__Instructions to follow__
Find the lines below that contain the string "utility". Copy each one.

__Material provided__
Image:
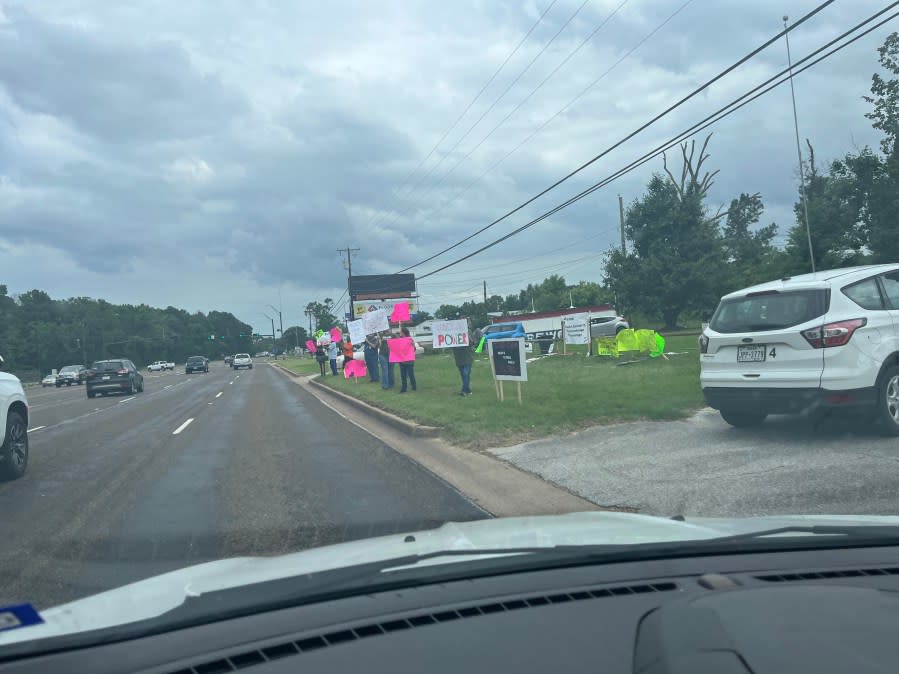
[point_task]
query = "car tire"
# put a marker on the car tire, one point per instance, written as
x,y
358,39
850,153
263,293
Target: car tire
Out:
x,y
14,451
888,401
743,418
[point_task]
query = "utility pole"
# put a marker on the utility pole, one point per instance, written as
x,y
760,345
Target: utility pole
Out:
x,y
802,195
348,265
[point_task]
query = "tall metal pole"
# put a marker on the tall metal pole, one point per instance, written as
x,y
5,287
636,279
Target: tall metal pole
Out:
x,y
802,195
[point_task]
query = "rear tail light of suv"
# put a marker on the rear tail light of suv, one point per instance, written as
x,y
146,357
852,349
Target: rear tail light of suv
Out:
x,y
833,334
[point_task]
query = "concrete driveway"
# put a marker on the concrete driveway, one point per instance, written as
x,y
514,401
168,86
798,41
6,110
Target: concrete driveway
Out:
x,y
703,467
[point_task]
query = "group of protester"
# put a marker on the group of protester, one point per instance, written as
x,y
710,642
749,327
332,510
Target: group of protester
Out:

* * *

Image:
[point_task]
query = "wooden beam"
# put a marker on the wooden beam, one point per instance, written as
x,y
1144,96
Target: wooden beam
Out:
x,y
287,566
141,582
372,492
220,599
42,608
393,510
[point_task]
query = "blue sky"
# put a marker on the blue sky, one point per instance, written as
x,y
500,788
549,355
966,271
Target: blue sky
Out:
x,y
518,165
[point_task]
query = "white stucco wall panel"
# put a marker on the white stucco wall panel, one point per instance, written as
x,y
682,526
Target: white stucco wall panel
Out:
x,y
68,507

__Task answer__
query = "utility pole"
# put a marker on the utility pole, one point per instance, written as
Target: utility pole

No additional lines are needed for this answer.